== Exercise instructions ==
Reproduce the lines below verbatim, omitting the pictures from your answer.

Records from a dataset:
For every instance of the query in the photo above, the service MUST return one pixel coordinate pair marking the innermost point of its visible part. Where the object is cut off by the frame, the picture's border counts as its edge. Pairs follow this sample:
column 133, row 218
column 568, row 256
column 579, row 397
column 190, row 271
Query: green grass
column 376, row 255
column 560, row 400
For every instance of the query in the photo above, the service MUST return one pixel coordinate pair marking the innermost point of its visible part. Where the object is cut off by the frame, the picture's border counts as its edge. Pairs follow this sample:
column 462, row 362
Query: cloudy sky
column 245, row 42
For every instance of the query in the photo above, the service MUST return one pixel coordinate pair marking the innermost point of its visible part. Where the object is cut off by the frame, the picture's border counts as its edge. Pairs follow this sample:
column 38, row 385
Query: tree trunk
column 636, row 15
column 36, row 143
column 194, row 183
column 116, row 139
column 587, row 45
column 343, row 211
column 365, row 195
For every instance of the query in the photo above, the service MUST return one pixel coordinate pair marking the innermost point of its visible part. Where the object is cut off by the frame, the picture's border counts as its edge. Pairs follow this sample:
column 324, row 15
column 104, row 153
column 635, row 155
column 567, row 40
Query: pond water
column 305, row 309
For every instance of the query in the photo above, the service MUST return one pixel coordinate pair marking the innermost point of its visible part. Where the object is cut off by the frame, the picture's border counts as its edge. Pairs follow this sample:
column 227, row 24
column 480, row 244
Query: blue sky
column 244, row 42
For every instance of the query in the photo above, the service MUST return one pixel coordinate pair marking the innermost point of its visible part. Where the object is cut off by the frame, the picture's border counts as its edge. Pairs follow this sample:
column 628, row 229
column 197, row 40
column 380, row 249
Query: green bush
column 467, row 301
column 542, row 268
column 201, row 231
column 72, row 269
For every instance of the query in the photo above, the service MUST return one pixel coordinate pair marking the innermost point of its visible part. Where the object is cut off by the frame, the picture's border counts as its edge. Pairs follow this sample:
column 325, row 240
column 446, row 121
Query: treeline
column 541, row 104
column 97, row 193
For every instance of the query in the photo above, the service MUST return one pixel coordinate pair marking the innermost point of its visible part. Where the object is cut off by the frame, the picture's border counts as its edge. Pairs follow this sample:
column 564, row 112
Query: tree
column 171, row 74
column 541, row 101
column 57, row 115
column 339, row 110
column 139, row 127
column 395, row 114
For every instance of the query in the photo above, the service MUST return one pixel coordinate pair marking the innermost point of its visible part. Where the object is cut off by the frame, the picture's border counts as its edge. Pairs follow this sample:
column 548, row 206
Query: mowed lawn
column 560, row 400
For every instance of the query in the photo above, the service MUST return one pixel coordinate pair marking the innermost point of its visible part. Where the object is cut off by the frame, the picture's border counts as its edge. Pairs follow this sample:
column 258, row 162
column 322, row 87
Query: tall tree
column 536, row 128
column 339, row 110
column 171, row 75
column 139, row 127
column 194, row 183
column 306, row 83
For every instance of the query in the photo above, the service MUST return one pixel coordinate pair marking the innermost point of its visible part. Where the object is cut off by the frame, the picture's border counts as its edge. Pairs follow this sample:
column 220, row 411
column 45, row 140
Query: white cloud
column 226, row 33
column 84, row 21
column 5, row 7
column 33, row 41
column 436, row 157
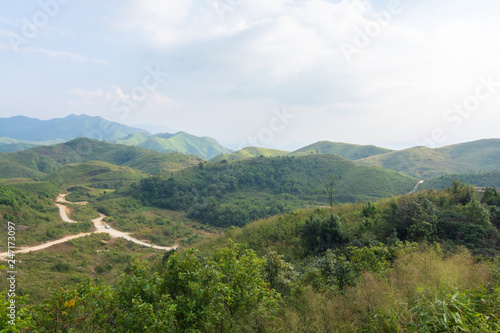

== Result of the task ==
For every instance of the query in the photo above, the service MUST return one pixel coordinate pair marking the innermost point of its visible part. Where the object is cut off by the frame, the picture's border counts as its edge. Pairs follow this sample:
column 133, row 218
column 568, row 256
column 579, row 397
column 190, row 271
Query: green grass
column 376, row 255
column 560, row 400
For every instance of the query in the photo above, the service MUST return one pixel coordinate pair marking the innermost point of its visible part. Where the object is cut off by the frame, the picture's border counts as its edge. Pairs follow this sample:
column 462, row 362
Query: cloudy sky
column 245, row 42
For every instance of the query in the photo above, the service MUST return one pixel coordinate pair marking the innermost point of its visible part. Where the object is cut off by the frame, the picture's border counts as its edge. Pairs follow this sample:
column 38, row 385
Query: tree trunk
column 636, row 15
column 36, row 143
column 194, row 183
column 116, row 139
column 587, row 45
column 343, row 211
column 365, row 195
For every instance of the query in the photo above, the service MUST return one pixel coordinate pair marking the innermost point of its visible part. Where the object is cut off by the frame, the picture's border counts as its edge. Pairs follow this sample:
column 324, row 15
column 104, row 153
column 635, row 155
column 567, row 40
Query: pond water
column 305, row 309
For every instance of the query in the photo above, the service MUST return one pixel coordinate pair marking the innermost point of its visible part. Where the object is cut off by the frame, the picture's border counts as its edge. Pairs follow this sample:
column 227, row 24
column 480, row 244
Query: blue sky
column 244, row 42
For every instance of the query in the photo above, the service MUST return one pixel coordinate pair marking the innermost point of its visible part. Where the object is cut off by the frame, the picture's border counts as its edge. Pairs follow this sample:
column 628, row 229
column 197, row 40
column 380, row 249
Query: green bush
column 467, row 301
column 542, row 268
column 201, row 231
column 72, row 269
For every instance of the query in the photo above, the service MUST return one pixel coordinate pair marking the innermost point of its visible part. Where the object is cut off by the frame, the picture's border counts as its edge. Pairs follow this sample:
column 325, row 240
column 446, row 121
Query: treeline
column 541, row 104
column 97, row 193
For every instance of the query in the photo above, the service MUST return one pixel coordinate pair marking the innermost point of its visible part. Where the object is cut off by the frame, the picture's border counts as its edge. Pairs follow this sample:
column 564, row 112
Query: tree
column 171, row 74
column 541, row 101
column 57, row 115
column 339, row 110
column 139, row 127
column 395, row 114
For every instance of the query in the photo above, the service MUST return one pixel coordinate pair marking the innermost point of its visible part. Where the object is cut off by the frame, the picture's border counts as its edge. Pairs follow this sample:
column 548, row 206
Query: mowed lawn
column 560, row 400
For every instance of the query in the photo above, the service MUST return one pixel coordinate pair marking the innermost point of its visible part. Where the object is cut off by the frame, the picture's border counts as its edge. Pairs follow this sample:
column 258, row 162
column 322, row 87
Query: tall tree
column 536, row 128
column 339, row 110
column 171, row 75
column 139, row 127
column 194, row 183
column 306, row 83
For every instance of the query in the photo above, the service MUST return one pixel coordinate pair marking the innermost point of its visible part. Where the object is cut off by the frame, the picture's border counts as its edge. Pairs follow this sample:
column 220, row 411
column 45, row 140
Query: white cloud
column 226, row 33
column 84, row 21
column 5, row 7
column 33, row 41
column 436, row 157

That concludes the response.